### DOCUMENT TEXT

== Segment start ==

Misalignment is actually a symptom of a larger, more systemic problem plaguing companies.  Companies do not understand the journey that buyers of their solutions take before they sign on the dotted line. Most companies are, or choose to be, blissfully unaware that buyer journeys have changed in the past three years. Sales and marketing tend to be inwardly focused and rely on past experiences to predict future outcomes. With buyers rating only 3 percent of sales interactions as positively worthwhile, the question not asked by sales or marketing leaders is 'how do buyers go about buying?'  Instead, when the numbers come up light, the CEO, sales and marketing leaders lay blame at each other's feet. If these groups could just step back for a moment, they'd see what's actually going on.

The buyer journey has been fundamentally changed by the Internet.  Today, 60 to 70 percent of the buyer's journey is completed before a sales person is ever contacted. that means that buyers have already researched their problem, potential solutions, and investigated the viability of those solutions.  They have evaluated the vendors, conducted reference checks via social media and even gone so far as to test the short listed solutions by visiting colleagues who are using the product or downloading free trial versons.  For the most part, all this happens without the company's knowledge. By the time the buyer contacts a sales person, they have a specific list of questions and a price they are willing to pay.  That leaves the B2B sales team with frustratingly little opportunity to influence the buyer's needs.

To solve this dilemma and drive growth, marketing and sales need to align to the buyer.  Aligning to the buyer's journey means proactively managing customer lifetime experiences.  Buyers expect consistency in tone, content, responsiveness, and branding regardless of the mode of interaction throughout the time of the product's use.  Consistency is crucial in establishing credibility and trust with buyers and needs to extend beyond awareness to post-purchase service and support.

Instead of trying to align sales and marketing with each other, alignment becomes a three-legged stool of sales, marketing and service/support aligned to the buyer's journey.

Marketing is responsible for understanding the buyer's journey and actualizing a strategy that ensures the company's actions are relevent during the entire journey.  It is marketing' s responsibility to be where buyers go to do their research, investigation, validation, reference checks and share their experience.  If Marketing isn't there or doesn't understand the steps in the journey, the stool misses a leg and can't stand up.

Sales' responsibility is to engage buyers that are active on the journey before they become a lead - where did the buyer go, what were they looking for, and what did they say online.  If a buyer company has repeatedly downloaded white papers, videos, demos, etc. but has not supplied a contact name (meaning, it's not yet a lead), use the behavioral knowledge captured by systems like Marketo or Eloqua and make a cold call. Armed with marketing's understanding of the buyer's journey, Sales should be able to offer the right information for the anticipated next step in the buyer's journey and influence the opportunity early on.

In aligning to the buyer's journey, Service and Support have a new, more strategic, role. In tight partnership with Marketing, Service and Support's responsibility is to proactively manage the lifetime customer experience. Uniquely positioned to hear customer feedback about their usage experience, Marketing and Service and Support should jointly own customer advocacy and reference programs, ideation social communities, up/cross-sell campaigns, social media 'listening' programs and customer ROI metrics.  By partnering with Marketing, the two teams can proactively manage the end-to-end customer lifetime experience by following a need-match-engagement model around target buyer outcomes.

The old adage of 'what got you to where you are today is not enough to get you to where you need to be tomorrow' is more relevant today than when it was penned last century.  Sales and Marketing must embrace Service and Support and align around the buyer's journey to deliver target business outcomes. That's the only way to grow. And it's the only way to stop stepping on each other's toes.

== Segment end ==

Data records

== Segment start ==

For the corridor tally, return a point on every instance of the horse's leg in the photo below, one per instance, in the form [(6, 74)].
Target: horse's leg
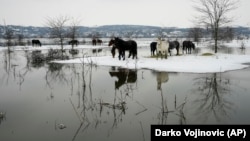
[(123, 55)]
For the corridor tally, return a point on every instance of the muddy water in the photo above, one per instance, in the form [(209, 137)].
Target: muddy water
[(83, 102)]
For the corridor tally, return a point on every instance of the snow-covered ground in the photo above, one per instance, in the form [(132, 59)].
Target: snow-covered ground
[(194, 63)]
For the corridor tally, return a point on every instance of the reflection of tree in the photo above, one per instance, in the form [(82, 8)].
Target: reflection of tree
[(213, 91), (162, 77), (55, 73), (124, 76)]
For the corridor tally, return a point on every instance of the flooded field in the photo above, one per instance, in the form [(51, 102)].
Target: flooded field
[(73, 102)]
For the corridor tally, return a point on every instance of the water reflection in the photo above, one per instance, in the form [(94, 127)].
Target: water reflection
[(165, 111), (161, 77), (124, 76), (213, 91), (2, 117)]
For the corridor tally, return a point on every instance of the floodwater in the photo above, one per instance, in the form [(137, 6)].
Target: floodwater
[(74, 102)]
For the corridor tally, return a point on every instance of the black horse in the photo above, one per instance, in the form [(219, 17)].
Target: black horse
[(36, 42), (73, 42), (153, 46), (99, 41), (123, 46), (188, 46), (174, 45), (112, 43)]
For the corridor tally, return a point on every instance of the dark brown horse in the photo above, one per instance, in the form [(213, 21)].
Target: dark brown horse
[(123, 46), (99, 41), (73, 42), (188, 46), (36, 42)]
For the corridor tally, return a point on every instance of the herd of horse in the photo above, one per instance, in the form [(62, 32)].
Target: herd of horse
[(161, 46)]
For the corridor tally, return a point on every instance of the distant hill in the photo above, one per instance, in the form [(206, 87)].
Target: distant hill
[(106, 31)]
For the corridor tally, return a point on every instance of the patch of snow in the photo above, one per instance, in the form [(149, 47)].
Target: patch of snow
[(189, 64)]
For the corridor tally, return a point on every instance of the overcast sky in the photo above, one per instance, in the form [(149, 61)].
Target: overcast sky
[(164, 13)]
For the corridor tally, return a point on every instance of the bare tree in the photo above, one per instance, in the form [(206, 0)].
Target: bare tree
[(196, 33), (58, 29), (214, 14), (8, 36), (73, 29)]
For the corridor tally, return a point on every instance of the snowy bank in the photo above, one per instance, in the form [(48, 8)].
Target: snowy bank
[(190, 64)]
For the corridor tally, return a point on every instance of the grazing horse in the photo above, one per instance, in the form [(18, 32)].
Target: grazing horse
[(36, 42), (188, 46), (73, 42), (99, 41), (174, 45), (162, 48), (123, 46), (153, 48)]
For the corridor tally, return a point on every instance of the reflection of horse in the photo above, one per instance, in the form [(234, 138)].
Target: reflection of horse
[(36, 42), (188, 46), (153, 48), (161, 77), (162, 48), (124, 76), (73, 42), (123, 46), (112, 43), (174, 45)]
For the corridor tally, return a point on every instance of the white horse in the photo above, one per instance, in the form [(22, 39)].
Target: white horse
[(162, 48)]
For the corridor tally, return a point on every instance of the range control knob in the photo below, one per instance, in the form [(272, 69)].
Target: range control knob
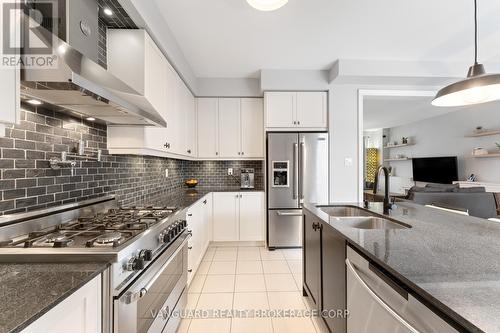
[(146, 255), (134, 264)]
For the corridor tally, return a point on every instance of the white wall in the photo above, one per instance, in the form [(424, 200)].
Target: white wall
[(445, 136)]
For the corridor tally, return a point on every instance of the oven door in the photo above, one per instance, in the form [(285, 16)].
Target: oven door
[(147, 304)]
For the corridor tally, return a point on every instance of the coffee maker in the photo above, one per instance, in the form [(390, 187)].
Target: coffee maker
[(247, 178)]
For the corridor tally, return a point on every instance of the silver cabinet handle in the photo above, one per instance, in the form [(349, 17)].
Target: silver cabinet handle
[(281, 213), (295, 170), (379, 300)]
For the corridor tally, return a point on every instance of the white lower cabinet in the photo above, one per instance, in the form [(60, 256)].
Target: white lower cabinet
[(238, 216), (79, 313), (198, 219)]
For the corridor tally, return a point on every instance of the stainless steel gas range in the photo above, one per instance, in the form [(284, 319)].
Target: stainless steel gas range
[(146, 248)]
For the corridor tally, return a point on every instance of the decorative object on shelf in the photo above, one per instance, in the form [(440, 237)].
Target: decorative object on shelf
[(267, 5), (372, 164), (191, 183), (479, 129), (477, 88), (479, 151), (472, 178)]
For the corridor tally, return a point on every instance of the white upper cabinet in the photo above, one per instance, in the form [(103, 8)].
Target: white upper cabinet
[(297, 110), (280, 109), (232, 127), (134, 58), (10, 75), (311, 110), (252, 128), (208, 133), (229, 127), (190, 126)]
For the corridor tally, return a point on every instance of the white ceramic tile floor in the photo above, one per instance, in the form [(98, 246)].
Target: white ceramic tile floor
[(246, 279)]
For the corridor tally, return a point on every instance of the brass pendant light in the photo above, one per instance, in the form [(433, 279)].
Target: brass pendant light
[(477, 88)]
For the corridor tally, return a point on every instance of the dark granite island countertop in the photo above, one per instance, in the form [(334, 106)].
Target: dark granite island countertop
[(27, 291), (449, 260)]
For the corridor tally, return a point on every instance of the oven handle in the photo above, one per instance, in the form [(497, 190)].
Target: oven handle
[(133, 297)]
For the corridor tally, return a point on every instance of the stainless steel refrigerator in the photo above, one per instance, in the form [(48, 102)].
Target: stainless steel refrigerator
[(297, 172)]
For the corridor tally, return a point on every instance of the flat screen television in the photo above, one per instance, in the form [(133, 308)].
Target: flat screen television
[(440, 170)]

== Segment end ==

### EXERCISE REQUIREMENTS
Reproduce the passage from the article on aligning sales and marketing to the buyer's journey, from "Instead of trying" up to and including "can't stand up.", with no changes.

### FINISHED EXERCISE
Instead of trying to align sales and marketing with each other, alignment becomes a three-legged stool of sales, marketing and service/support aligned to the buyer's journey.

Marketing is responsible for understanding the buyer's journey and actualizing a strategy that ensures the company's actions are relevent during the entire journey.  It is marketing' s responsibility to be where buyers go to do their research, investigation, validation, reference checks and share their experience.  If Marketing isn't there or doesn't understand the steps in the journey, the stool misses a leg and can't stand up.